**Artikel:**
################

Tulisan ini dibuat Oleh Sindy Destiani Pratami (2100143) Mahasiswi Pendidikan Masyarakat FIP UPI yang bertujuan untuk mengetahui bagaimana fenomena fatherless yang hadir ini memberikan pengaruh terhadap perkembangan anak dalam perspektif islam.Â
PENDAHULUAN
Anak merupakan anugerah dan karunia yang dititipkan tuhan kepada setiap orang tua yang diamanahi oleh-Nya. Setiap anak tidak bisa memilih darimana dan oleh siapa dia dilahirkan dan berasal, orang tua nya lah yang dapat memilih siapa yang akan menjadi pasangan nya kelak dalam menjalankan ibadah mulia yaitu pernikahan yang diikat dalam janji suci sehidup semati.
Karakter dan kepribadian anak akan tumbuh dari lingkungan terdekat nya yang dimulai dari keluarga, pengasuhan dan pendidikan bagi anak akan sangat mempengaruhi tumbuh kembang anak tersebut. Menurut (Nasikh Ulwan 1992) teladan yang baik dimulai dari orang tua kepada anak (sekitar umur 6 tahun). Sebab kebaikan di waktu kanak-kanak awal menjadi dasar untuk pengembangan di masa dewasa kelak. Dengan keteladanan akan memudahkan anak untuk menirunya. Sebagaimana firman Allah SWT dalam Q.S Al.Azhab (33) : 21, yaitu:
.

################

**Item yang Diberikan:**
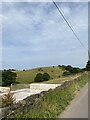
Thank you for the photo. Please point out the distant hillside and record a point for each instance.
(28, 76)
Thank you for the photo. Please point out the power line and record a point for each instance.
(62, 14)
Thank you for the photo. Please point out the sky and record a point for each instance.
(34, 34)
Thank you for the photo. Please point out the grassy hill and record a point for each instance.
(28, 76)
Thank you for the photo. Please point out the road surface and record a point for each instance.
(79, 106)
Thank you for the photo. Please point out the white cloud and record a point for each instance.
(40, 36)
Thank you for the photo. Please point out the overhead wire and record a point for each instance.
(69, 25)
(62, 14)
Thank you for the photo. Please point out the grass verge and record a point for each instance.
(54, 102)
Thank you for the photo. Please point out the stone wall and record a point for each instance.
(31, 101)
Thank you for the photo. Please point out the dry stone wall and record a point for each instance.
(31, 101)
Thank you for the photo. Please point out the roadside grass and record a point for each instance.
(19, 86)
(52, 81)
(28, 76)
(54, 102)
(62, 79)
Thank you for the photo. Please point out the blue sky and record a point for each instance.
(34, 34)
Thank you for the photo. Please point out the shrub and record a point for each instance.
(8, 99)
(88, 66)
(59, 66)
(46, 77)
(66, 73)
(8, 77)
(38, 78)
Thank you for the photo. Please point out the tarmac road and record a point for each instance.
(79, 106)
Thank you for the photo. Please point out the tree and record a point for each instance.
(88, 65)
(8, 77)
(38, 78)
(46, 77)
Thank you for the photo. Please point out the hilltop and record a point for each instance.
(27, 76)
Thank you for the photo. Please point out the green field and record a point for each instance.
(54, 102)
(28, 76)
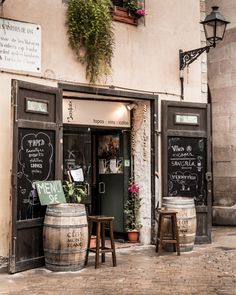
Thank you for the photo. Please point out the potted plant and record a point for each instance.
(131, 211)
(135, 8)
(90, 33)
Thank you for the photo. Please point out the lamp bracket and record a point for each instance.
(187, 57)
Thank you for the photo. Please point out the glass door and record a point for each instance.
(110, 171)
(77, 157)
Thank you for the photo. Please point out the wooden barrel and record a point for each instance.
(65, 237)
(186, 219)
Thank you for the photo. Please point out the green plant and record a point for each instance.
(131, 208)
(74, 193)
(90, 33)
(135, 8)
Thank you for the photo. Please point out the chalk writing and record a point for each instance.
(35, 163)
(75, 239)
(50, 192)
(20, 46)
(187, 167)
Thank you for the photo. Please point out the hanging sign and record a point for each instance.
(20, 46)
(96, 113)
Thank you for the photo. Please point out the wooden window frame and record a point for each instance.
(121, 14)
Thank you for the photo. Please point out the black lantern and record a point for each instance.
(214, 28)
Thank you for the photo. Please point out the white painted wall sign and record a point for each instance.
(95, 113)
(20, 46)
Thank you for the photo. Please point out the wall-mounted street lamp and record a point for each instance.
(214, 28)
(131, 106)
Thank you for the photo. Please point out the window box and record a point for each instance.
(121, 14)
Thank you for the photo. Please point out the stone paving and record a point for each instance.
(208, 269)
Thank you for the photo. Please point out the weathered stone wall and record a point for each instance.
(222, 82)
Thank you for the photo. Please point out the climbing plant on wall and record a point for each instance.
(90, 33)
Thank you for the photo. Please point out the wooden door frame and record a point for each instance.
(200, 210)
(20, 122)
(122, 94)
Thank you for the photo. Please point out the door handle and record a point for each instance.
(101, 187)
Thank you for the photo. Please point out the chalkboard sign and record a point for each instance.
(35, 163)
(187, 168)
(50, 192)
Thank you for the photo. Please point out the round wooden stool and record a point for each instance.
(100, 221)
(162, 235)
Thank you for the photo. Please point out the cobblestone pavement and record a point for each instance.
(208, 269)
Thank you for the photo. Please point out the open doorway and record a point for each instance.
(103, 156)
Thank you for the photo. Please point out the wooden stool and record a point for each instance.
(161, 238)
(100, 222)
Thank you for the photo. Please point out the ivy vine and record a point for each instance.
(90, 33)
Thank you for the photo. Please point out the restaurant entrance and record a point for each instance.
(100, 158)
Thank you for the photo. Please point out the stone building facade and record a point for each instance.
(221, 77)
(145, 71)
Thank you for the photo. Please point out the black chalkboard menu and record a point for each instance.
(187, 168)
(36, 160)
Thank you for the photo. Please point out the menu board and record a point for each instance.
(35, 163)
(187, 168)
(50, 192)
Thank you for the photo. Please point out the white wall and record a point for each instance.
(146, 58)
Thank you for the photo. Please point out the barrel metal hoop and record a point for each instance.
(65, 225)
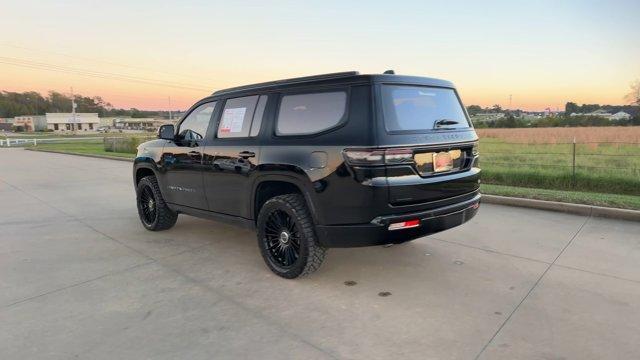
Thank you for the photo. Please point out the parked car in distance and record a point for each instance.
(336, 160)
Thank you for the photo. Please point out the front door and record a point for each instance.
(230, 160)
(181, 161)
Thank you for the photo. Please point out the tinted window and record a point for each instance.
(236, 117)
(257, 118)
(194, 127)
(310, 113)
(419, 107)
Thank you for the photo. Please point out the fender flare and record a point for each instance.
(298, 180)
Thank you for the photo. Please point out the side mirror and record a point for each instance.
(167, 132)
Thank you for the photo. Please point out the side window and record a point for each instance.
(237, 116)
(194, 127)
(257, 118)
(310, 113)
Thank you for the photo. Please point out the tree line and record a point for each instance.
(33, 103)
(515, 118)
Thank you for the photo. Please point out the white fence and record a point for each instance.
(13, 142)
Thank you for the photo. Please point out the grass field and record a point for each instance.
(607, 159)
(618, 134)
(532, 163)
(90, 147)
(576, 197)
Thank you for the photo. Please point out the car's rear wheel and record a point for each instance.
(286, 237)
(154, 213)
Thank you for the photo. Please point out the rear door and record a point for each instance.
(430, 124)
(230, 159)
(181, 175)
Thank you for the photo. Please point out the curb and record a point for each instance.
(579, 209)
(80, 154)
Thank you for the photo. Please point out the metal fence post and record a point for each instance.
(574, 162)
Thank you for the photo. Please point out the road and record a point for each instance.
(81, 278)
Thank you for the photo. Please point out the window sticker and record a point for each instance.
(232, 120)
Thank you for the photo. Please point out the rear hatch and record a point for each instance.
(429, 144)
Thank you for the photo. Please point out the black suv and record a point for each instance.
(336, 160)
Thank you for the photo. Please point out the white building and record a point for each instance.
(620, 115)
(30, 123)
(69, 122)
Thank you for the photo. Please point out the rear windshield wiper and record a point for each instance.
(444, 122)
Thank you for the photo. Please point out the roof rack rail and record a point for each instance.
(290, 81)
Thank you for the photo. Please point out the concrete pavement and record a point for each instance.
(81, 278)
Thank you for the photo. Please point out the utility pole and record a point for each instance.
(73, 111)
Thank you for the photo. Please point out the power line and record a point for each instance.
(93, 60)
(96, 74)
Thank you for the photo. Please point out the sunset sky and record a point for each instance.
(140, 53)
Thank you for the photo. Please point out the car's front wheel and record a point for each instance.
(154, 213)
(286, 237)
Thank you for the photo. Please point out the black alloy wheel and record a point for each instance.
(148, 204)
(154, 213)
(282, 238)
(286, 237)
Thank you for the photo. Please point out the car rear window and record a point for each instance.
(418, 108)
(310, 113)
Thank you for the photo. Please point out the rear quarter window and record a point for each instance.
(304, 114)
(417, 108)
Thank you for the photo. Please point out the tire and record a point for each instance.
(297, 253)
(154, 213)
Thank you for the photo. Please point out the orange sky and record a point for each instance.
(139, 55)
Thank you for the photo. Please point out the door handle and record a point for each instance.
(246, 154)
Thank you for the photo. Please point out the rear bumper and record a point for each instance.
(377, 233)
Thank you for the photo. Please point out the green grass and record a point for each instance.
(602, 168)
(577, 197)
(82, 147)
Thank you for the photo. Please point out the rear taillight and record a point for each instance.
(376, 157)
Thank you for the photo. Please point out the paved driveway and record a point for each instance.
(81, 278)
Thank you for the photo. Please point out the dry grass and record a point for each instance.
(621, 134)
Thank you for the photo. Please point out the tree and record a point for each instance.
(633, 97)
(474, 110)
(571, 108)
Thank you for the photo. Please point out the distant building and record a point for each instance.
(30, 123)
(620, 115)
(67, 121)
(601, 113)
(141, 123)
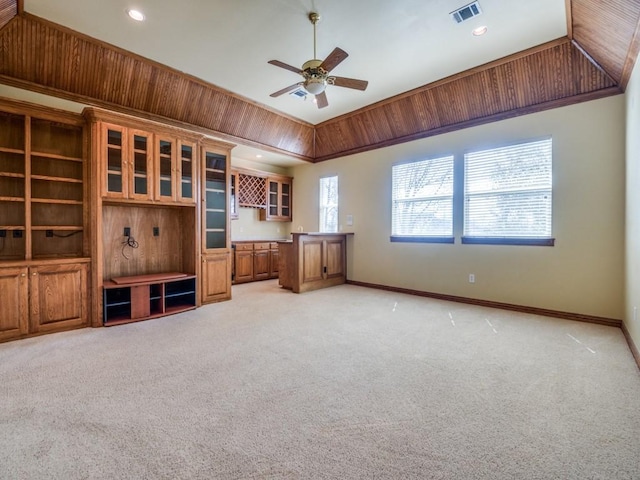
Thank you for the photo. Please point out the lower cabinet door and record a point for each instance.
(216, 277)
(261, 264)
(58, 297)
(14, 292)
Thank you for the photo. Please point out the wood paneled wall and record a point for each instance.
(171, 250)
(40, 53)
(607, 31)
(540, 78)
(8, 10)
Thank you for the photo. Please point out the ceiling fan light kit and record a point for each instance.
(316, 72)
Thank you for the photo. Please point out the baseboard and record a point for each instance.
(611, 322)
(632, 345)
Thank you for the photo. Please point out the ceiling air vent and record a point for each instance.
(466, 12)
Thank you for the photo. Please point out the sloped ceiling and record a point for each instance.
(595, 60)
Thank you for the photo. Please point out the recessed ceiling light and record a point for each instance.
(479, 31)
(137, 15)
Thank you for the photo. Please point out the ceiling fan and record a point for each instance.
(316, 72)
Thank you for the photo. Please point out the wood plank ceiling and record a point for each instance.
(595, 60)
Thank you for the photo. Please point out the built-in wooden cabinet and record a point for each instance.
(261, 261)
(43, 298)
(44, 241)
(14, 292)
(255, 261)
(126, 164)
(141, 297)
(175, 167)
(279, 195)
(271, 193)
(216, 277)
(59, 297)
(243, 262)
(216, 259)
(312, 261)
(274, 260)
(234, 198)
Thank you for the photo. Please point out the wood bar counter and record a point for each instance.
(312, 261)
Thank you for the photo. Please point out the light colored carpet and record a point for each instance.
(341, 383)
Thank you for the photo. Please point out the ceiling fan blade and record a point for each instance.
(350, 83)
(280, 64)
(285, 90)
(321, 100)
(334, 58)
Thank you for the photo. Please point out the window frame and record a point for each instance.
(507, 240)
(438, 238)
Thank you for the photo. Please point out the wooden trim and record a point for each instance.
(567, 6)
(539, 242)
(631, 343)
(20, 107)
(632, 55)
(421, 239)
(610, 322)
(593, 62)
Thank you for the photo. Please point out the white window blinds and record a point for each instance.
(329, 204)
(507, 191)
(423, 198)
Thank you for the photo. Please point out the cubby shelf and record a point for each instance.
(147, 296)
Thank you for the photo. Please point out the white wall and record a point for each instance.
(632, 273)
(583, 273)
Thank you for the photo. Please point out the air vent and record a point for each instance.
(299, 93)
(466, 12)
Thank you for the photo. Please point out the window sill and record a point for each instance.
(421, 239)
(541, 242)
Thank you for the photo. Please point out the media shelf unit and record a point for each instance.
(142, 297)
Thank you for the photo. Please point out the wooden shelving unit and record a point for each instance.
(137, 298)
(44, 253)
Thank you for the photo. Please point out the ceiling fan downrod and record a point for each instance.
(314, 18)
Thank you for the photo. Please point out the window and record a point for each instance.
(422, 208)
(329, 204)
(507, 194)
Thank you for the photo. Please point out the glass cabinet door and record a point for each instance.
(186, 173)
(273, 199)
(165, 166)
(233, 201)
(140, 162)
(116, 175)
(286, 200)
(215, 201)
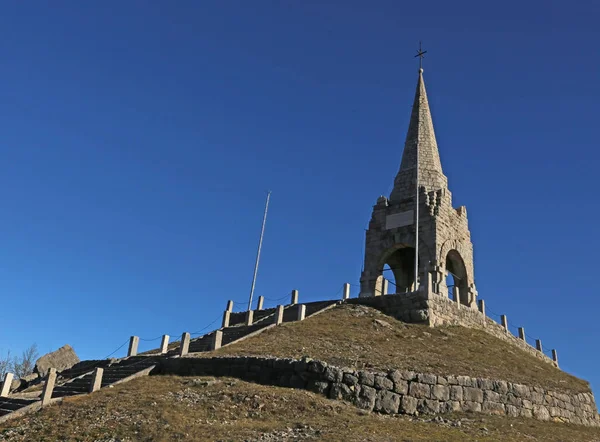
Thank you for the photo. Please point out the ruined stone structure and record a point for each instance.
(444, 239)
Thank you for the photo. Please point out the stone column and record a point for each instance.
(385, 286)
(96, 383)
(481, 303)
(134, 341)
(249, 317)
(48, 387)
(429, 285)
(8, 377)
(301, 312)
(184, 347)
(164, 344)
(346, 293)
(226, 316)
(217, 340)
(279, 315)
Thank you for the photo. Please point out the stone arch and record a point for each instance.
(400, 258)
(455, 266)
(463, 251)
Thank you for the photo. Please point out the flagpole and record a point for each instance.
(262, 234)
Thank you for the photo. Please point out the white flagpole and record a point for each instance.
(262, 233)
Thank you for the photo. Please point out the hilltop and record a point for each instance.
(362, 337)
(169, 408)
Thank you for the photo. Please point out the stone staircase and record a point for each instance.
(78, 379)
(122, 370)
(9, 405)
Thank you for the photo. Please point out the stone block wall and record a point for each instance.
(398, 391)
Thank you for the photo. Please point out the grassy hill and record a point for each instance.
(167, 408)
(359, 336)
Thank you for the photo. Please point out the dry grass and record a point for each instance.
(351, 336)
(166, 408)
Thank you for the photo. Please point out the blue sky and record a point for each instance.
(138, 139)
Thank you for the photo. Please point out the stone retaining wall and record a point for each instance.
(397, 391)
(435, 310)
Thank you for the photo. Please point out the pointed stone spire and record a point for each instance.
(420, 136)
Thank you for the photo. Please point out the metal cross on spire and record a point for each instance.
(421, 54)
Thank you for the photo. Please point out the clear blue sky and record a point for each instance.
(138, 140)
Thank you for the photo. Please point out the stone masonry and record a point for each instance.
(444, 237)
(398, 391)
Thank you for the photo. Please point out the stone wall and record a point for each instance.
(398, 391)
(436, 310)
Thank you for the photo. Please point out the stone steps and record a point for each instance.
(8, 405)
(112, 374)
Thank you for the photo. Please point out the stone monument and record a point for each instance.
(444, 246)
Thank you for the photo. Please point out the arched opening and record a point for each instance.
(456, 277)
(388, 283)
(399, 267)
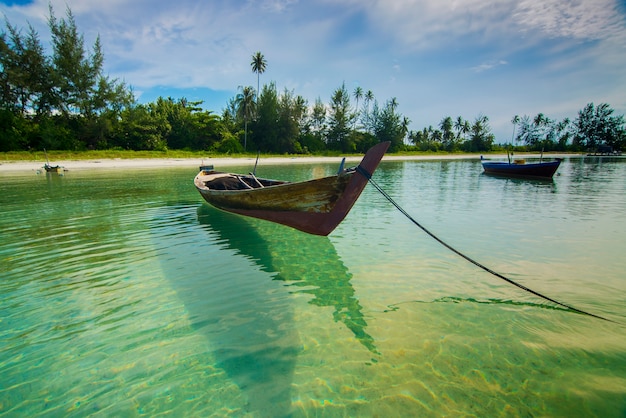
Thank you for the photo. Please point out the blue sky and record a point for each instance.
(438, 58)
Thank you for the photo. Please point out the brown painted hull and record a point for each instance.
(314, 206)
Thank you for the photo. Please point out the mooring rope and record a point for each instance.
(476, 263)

################

**Soal:** Salin kata demi kata bagian artikel tentang fenomena fatherless, mulai dari "Tulisan ini dibuat" dan berakhir di "suci sehidup semati.".

**Hasil Pengerjaan:**
Tulisan ini dibuat Oleh Sindy Destiani Pratami (2100143) Mahasiswi Pendidikan Masyarakat FIP UPI yang bertujuan untuk mengetahui bagaimana fenomena fatherless yang hadir ini memberikan pengaruh terhadap perkembangan anak dalam perspektif islam.Â
PENDAHULUAN
Anak merupakan anugerah dan karunia yang dititipkan tuhan kepada setiap orang tua yang diamanahi oleh-Nya. Setiap anak tidak bisa memilih darimana dan oleh siapa dia dilahirkan dan berasal, orang tua nya lah yang dapat memilih siapa yang akan menjadi pasangan nya kelak dalam menjalankan ibadah mulia yaitu pernikahan yang diikat dalam janji suci sehidup semati.